Collection entries

────────

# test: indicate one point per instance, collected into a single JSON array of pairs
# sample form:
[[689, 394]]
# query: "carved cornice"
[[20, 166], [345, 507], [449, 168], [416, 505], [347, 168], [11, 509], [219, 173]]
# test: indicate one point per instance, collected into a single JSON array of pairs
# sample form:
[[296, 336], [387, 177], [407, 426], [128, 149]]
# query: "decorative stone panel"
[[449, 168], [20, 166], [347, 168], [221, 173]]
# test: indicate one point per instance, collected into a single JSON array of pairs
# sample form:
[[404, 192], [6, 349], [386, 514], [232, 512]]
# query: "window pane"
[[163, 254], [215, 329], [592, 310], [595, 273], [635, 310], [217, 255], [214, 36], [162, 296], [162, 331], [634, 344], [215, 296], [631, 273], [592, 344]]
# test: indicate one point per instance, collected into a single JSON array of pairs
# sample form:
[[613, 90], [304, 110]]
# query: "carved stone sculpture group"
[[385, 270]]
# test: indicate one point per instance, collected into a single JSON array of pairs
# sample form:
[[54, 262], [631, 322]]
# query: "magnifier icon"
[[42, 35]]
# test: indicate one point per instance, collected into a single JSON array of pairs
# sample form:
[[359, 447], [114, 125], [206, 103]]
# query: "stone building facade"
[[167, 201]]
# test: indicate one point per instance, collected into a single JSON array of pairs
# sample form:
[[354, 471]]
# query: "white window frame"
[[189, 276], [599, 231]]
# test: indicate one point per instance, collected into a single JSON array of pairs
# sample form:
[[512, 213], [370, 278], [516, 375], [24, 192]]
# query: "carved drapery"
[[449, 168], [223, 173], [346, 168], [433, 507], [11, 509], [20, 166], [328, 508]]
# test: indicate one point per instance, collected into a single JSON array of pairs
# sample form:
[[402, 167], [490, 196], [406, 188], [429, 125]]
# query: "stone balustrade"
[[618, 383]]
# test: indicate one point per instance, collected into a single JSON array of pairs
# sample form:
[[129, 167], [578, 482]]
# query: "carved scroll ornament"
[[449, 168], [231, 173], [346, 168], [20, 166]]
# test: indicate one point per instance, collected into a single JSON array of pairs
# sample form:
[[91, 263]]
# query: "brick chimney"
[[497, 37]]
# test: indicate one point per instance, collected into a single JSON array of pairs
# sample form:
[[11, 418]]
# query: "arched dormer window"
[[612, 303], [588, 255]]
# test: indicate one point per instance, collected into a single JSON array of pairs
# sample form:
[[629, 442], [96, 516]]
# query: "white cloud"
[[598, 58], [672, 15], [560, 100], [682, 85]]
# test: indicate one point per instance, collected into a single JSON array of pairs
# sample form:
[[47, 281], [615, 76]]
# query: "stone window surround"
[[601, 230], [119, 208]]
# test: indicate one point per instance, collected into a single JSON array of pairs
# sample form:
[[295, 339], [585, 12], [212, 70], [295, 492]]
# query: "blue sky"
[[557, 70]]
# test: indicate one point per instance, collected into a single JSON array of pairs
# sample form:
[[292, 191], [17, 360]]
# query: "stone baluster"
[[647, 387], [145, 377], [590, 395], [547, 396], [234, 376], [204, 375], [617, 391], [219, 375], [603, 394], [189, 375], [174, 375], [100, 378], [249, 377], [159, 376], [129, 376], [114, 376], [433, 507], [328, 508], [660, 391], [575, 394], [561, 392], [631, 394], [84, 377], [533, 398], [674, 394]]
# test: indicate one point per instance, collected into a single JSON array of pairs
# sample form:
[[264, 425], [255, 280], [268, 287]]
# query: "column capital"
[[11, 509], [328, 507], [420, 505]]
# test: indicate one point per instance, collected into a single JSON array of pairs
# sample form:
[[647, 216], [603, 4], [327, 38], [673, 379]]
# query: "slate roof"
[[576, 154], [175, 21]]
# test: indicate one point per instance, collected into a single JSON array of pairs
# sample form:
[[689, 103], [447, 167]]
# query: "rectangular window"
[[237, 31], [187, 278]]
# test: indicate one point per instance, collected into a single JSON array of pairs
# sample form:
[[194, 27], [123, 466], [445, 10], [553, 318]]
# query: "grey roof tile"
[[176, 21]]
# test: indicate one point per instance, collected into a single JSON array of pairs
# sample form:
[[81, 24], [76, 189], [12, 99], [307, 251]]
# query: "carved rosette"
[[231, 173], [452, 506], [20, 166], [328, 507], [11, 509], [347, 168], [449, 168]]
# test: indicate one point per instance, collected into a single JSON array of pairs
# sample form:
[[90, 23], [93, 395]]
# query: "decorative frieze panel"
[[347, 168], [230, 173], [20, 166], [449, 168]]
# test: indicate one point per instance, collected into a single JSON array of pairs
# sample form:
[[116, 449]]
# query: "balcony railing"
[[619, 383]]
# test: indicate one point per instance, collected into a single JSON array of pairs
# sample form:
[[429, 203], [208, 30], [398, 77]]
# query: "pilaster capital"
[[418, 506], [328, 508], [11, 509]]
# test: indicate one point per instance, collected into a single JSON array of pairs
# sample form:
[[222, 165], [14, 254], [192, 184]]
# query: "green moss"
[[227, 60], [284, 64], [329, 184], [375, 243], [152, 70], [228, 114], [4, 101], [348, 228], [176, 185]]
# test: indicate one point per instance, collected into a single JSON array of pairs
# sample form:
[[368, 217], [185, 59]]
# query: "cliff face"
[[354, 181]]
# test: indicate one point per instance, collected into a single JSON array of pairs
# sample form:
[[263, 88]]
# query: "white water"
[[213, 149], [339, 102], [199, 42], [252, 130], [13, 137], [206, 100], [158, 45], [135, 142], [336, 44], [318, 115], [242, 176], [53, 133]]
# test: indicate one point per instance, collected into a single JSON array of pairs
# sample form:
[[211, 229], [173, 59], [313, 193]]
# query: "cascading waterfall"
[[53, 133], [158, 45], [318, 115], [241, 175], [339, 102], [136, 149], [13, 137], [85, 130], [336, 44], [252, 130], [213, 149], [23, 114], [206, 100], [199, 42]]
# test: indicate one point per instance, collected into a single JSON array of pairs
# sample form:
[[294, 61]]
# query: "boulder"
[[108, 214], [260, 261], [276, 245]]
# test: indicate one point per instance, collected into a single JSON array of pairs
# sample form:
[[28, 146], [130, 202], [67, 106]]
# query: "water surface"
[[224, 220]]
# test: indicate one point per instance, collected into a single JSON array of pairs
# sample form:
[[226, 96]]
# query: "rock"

────────

* _YOUR ASSIGNMENT_
Retype each record. Keep every character as it is.

* _WRITTEN ANSWER_
# test: indicate one point per instance, collected into a single JSON array of pairs
# sample form:
[[689, 394]]
# query: "carved cornice"
[[20, 166], [345, 507], [449, 168], [416, 505], [347, 168], [11, 509], [219, 173]]
# test: indicate one point per instance, collected into a single JSON array of pairs
# sample form:
[[296, 336], [387, 177], [407, 426], [128, 149]]
# query: "decorative stone panel"
[[449, 168], [20, 166], [347, 168], [221, 173]]
# test: indicate one point per instance, collected into a single JSON array of pairs
# sample form:
[[404, 192], [6, 349], [386, 514], [232, 512]]
# query: "window pane"
[[163, 254], [215, 329], [592, 310], [595, 273], [635, 310], [217, 255], [214, 36], [162, 296], [162, 331], [634, 344], [215, 296], [631, 273], [592, 344]]
# test: indicate one point per instance, collected into a single JSON array of pairs
# sample form:
[[613, 90], [304, 110]]
# query: "carved stone sculpture group"
[[385, 270]]
# test: indicate one point per instance, collected into a single JSON array of pairs
# sample form:
[[54, 262], [631, 322]]
# query: "magnifier icon"
[[42, 35]]
# test: indicate one point per instance, collected into a single JSON array of pairs
# sample form:
[[359, 447], [114, 125], [206, 103]]
# query: "stone building facade"
[[167, 201]]
# test: indicate one point per instance, collected into a single JSON array of pairs
# sample form:
[[354, 471]]
# query: "white window frame"
[[189, 276], [599, 231]]
# test: indicate one point per instance, collected into a single JSON array of pairs
# sample form:
[[512, 213], [370, 278], [516, 375], [24, 192]]
# query: "carved drapery"
[[449, 168], [223, 173], [346, 168], [433, 507], [11, 509], [20, 166], [328, 508]]
# test: indicate one point per instance, collected into a single JSON array of pairs
# sample form:
[[402, 167], [490, 196], [406, 188], [429, 125]]
# query: "stone balustrade"
[[618, 383]]
# test: indicate one point per instance, collected into a single JSON array of pairs
# sample form:
[[129, 167], [578, 482]]
# query: "carved scroll ornament"
[[449, 168], [231, 173], [346, 168], [20, 166]]
# test: indicate one point per instance, collected into a single JSON array of pairs
# sample form:
[[91, 263]]
# query: "brick chimney"
[[497, 37]]
# test: indicate one point per instance, collected into a single JSON array of pairs
# sample form:
[[11, 418]]
# query: "arched dormer window"
[[612, 303], [588, 255]]
# test: indicate one point per instance, collected into a single JSON array of pairs
# sample form:
[[629, 442], [96, 516]]
# query: "white cloud"
[[598, 58], [672, 15], [560, 100], [682, 85]]
# test: indicate one point per instance, collected into a single JSON array of pairs
# sample form:
[[47, 281], [615, 76]]
# query: "stone window surround"
[[601, 230], [119, 208]]
# test: indicate one point per instance, collected into a single JSON array of pairs
# sample form:
[[295, 339], [585, 12], [212, 70], [295, 492]]
# query: "blue sky"
[[557, 70]]
# test: indicate one point per instance, collected into a single JSON array of pairs
# sample form:
[[292, 191], [17, 360]]
# query: "stone baluster"
[[647, 387], [145, 377], [590, 395], [547, 396], [234, 376], [204, 375], [617, 391], [219, 375], [603, 394], [189, 375], [174, 375], [100, 378], [249, 377], [159, 376], [129, 376], [114, 376], [433, 507], [328, 508], [660, 391], [575, 394], [561, 392], [631, 394], [84, 377], [533, 398], [674, 394]]
# test: indicate one point per instance, collected into a single JSON array of pairs
# sample form:
[[264, 425], [255, 280], [268, 287]]
# query: "column capital"
[[11, 509], [328, 507], [420, 505]]
# test: indicate one point per instance, collected into a single JSON array of pairs
# sample form:
[[647, 216], [603, 4], [327, 38], [673, 379]]
# query: "slate roof"
[[576, 154], [175, 21]]
# test: indicate one point per instance, collected into a single JSON array of pairs
# sample form:
[[689, 103], [447, 167]]
# query: "rectangular window"
[[237, 31], [187, 278]]
# test: indicate one point per instance, collected into a single JSON array of pairs
# sample form:
[[194, 27], [123, 466], [445, 10], [553, 318]]
# query: "grey roof tile"
[[176, 21]]
# test: indicate one point per instance, collected into a single JSON array of pairs
# sample form:
[[81, 24], [76, 189], [12, 99], [307, 251]]
# query: "carved rosette"
[[231, 173], [452, 506], [20, 166], [328, 507], [11, 509], [347, 168], [449, 168]]
# test: indicate one point per instance, collected into a single JSON array of pairs
# sample form:
[[90, 23], [93, 395]]
# query: "decorative frieze panel"
[[347, 168], [230, 173], [20, 166], [449, 168]]
# test: indicate one point per instance, collected into a single JSON array of pairs
# sample form:
[[116, 449]]
# query: "balcony railing"
[[619, 383]]
# test: indicate one point per instance, collected into a single JSON array of pairs
# sample form:
[[429, 203], [208, 30], [398, 77]]
# query: "pilaster capital"
[[418, 506], [328, 508], [11, 509]]
# test: indicate one point per instance, collected into a single JSON array of pairs
# sample form:
[[222, 165], [14, 254], [192, 184]]
# query: "green moss"
[[227, 60], [284, 64], [329, 184], [375, 243], [152, 70], [228, 114], [4, 101], [348, 228], [176, 185]]
# test: indicate one point per instance, collected into a single JSON array of pairs
# sample form:
[[368, 217], [185, 59]]
# query: "cliff face"
[[354, 181]]
# test: indicate one point per instance, collected into a single JSON array of pairs
# sample form:
[[263, 88]]
# query: "white water"
[[213, 149], [339, 102], [199, 42], [252, 130], [13, 137], [206, 100], [158, 45], [135, 142], [336, 44], [318, 115], [242, 176], [53, 133]]
# test: indicate one point per instance, collected into a single JSON array of pairs
# sample form:
[[211, 229], [173, 59], [313, 193]]
# query: "cascading waterfall"
[[53, 133], [158, 45], [318, 115], [241, 175], [339, 102], [136, 149], [13, 137], [85, 130], [336, 44], [252, 130], [213, 149], [23, 114], [206, 100], [199, 42]]
# test: indicate one point per instance, collected into a single JSON array of pairs
# sample form:
[[294, 61]]
# query: "boulder"
[[108, 214], [260, 261], [276, 245]]
# test: indicate one point per instance, collected into a single JSON array of pairs
# sample form:
[[28, 146], [130, 202], [67, 106]]
# query: "water surface"
[[224, 220]]
# test: indicate one point per instance, collected into a single JSON array of pairs
# sample form:
[[226, 96]]
# query: "rock"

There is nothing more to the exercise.